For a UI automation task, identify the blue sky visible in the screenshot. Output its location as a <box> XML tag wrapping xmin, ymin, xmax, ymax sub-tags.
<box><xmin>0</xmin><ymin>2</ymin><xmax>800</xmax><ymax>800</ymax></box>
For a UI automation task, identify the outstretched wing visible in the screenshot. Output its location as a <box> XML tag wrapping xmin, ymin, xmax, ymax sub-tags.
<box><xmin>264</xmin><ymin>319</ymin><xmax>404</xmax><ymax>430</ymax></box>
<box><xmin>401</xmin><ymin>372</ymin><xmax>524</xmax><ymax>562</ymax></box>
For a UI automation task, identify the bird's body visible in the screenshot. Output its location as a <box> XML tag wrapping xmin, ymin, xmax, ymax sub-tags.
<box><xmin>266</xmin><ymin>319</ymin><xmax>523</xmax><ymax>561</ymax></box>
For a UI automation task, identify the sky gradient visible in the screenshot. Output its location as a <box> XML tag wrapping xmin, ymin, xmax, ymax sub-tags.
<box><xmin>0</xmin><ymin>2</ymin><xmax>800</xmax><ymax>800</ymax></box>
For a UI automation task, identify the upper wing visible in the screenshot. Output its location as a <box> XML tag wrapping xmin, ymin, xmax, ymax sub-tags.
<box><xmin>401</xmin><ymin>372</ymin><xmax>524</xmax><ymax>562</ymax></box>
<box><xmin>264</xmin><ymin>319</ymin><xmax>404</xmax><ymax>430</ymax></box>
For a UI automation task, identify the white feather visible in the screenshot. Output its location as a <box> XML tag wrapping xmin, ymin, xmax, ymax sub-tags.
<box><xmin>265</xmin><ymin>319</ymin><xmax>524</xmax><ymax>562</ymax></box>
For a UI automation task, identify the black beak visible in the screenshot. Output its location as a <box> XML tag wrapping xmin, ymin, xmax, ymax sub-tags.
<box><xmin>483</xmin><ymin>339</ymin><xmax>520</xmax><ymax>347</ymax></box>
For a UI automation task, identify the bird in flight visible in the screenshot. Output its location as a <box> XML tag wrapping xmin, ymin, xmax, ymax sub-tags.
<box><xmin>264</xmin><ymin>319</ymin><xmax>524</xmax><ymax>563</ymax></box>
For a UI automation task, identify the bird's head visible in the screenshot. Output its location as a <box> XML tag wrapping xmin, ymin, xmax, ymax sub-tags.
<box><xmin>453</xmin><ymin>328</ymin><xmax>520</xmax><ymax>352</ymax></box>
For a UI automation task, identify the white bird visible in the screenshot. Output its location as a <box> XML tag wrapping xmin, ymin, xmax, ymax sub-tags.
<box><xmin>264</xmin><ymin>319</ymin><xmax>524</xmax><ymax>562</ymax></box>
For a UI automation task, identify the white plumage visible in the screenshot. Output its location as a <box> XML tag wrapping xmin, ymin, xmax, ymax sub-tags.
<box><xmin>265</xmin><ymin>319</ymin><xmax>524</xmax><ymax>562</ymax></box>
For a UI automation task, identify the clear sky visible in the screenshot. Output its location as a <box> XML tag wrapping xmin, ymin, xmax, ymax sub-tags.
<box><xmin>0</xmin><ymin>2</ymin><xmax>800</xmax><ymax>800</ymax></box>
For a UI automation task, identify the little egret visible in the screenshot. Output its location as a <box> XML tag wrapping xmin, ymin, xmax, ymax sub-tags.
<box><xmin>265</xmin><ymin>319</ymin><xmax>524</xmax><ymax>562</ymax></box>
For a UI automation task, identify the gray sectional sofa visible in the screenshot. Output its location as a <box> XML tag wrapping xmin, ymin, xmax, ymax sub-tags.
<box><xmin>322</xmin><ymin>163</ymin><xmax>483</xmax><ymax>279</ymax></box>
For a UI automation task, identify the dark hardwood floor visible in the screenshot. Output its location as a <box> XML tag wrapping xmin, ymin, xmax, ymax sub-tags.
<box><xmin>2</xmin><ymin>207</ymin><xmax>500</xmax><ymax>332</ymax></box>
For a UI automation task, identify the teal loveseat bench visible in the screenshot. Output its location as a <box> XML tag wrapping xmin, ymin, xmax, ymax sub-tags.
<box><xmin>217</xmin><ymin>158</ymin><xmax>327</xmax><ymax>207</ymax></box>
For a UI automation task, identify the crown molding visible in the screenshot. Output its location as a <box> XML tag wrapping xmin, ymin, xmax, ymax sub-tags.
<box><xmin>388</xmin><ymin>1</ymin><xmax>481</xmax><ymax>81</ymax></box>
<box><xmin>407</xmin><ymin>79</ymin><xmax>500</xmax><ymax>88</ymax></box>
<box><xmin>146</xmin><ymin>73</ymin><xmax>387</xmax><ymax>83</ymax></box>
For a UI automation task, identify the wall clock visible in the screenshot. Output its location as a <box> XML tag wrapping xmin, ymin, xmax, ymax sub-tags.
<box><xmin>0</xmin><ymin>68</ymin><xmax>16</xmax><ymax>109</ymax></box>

* **THE TASK**
Reproduce all of the records above word for word.

* **ANSWER FOR THIS EXERCISE**
For a UI automation task, identify the blue sky visible in the screenshot. Output its location as a <box> XML tag wrapping xmin, ymin, xmax, ymax sub-tags.
<box><xmin>0</xmin><ymin>2</ymin><xmax>800</xmax><ymax>800</ymax></box>
For a UI automation task, identify the outstretched wing visible in the screenshot. Output its location as a <box> XML tag wrapping xmin, ymin, xmax, ymax sub-tags.
<box><xmin>264</xmin><ymin>319</ymin><xmax>404</xmax><ymax>430</ymax></box>
<box><xmin>401</xmin><ymin>372</ymin><xmax>524</xmax><ymax>562</ymax></box>
For a UI automation task, identify the bird's body visible in the screenshot. Output its location as a <box> XML tag wrapping xmin, ymin, xmax, ymax sub-tags.
<box><xmin>266</xmin><ymin>319</ymin><xmax>523</xmax><ymax>561</ymax></box>
For a UI automation task, identify the sky gradient visible in the screenshot. Output its location as a <box> XML tag wrapping xmin, ymin, xmax, ymax sub-tags.
<box><xmin>0</xmin><ymin>2</ymin><xmax>800</xmax><ymax>800</ymax></box>
For a UI automation task, identify the upper wing visible in the screenshot. Output its location as a <box> XML tag wrapping xmin, ymin, xmax, ymax sub-tags.
<box><xmin>401</xmin><ymin>372</ymin><xmax>524</xmax><ymax>562</ymax></box>
<box><xmin>264</xmin><ymin>319</ymin><xmax>404</xmax><ymax>430</ymax></box>
For a UI automation task, identify the white feather visible in the screenshot. Output its location as a <box> XML tag wrapping xmin, ymin, xmax, ymax sub-tags.
<box><xmin>265</xmin><ymin>319</ymin><xmax>524</xmax><ymax>562</ymax></box>
For a UI automation task, identify the black beak visible in the screenshot. Output its location as a <box> XML tag wrapping xmin, ymin, xmax, ymax sub-tags.
<box><xmin>483</xmin><ymin>339</ymin><xmax>520</xmax><ymax>347</ymax></box>
For a UI automation task, identify the bird in flight visible in the screenshot. Output its location as a <box> XML tag wrapping xmin, ymin, xmax, ymax sub-tags.
<box><xmin>264</xmin><ymin>319</ymin><xmax>524</xmax><ymax>563</ymax></box>
For a UI automation task, identify the bird's head visible in the screenshot. Output its location as a <box> XML tag wrapping xmin, ymin, xmax, ymax sub-tags.
<box><xmin>453</xmin><ymin>328</ymin><xmax>520</xmax><ymax>352</ymax></box>
For a UI automation task, identify the white bird visible in the screenshot. Output its location as a <box> XML tag wrapping xmin, ymin, xmax, ymax sub-tags.
<box><xmin>264</xmin><ymin>319</ymin><xmax>524</xmax><ymax>562</ymax></box>
For a UI automation task, identify the white plumage visible in the screenshot. Output its location as a <box> XML tag wrapping xmin, ymin, xmax, ymax sub-tags.
<box><xmin>265</xmin><ymin>319</ymin><xmax>524</xmax><ymax>562</ymax></box>
For a UI automation task, identify the clear sky visible in the screenshot. Output its location as a <box> XML tag wrapping xmin, ymin, xmax, ymax sub-tags.
<box><xmin>0</xmin><ymin>2</ymin><xmax>800</xmax><ymax>800</ymax></box>
For a UI automation task, identify the little egret visible in the screenshot. Output its location as a <box> XML tag wrapping xmin, ymin, xmax, ymax sub-tags.
<box><xmin>265</xmin><ymin>319</ymin><xmax>524</xmax><ymax>562</ymax></box>
For a UI automation task, identify the gray sectional sofa visible in the screenshot. Output its location as a <box> XML tag wrapping xmin, ymin, xmax, ymax sub-tags.
<box><xmin>322</xmin><ymin>163</ymin><xmax>483</xmax><ymax>279</ymax></box>
For a UI automation task, identify the dark hardwood floor visible in the screenshot. Output its location as a <box> XML tag wrapping xmin, ymin, xmax, ymax sub-tags.
<box><xmin>2</xmin><ymin>207</ymin><xmax>500</xmax><ymax>332</ymax></box>
For a UI automation task, identify the teal loveseat bench visible in the screenshot. Output its location as a <box> XML tag wrapping xmin, ymin, xmax, ymax sub-tags.
<box><xmin>217</xmin><ymin>158</ymin><xmax>327</xmax><ymax>207</ymax></box>
For a UI automation task, identify the crown molding visible in the screenshot. Output its location as a <box> XML tag wrapping xmin, ymin, xmax, ymax sub-tags.
<box><xmin>388</xmin><ymin>1</ymin><xmax>481</xmax><ymax>81</ymax></box>
<box><xmin>407</xmin><ymin>79</ymin><xmax>500</xmax><ymax>88</ymax></box>
<box><xmin>146</xmin><ymin>73</ymin><xmax>387</xmax><ymax>83</ymax></box>
For a UI automation task, identify the wall clock visible in the screenshot. Output its location as a <box> XML tag wrapping xmin, ymin, xmax, ymax sub-tags.
<box><xmin>0</xmin><ymin>68</ymin><xmax>16</xmax><ymax>109</ymax></box>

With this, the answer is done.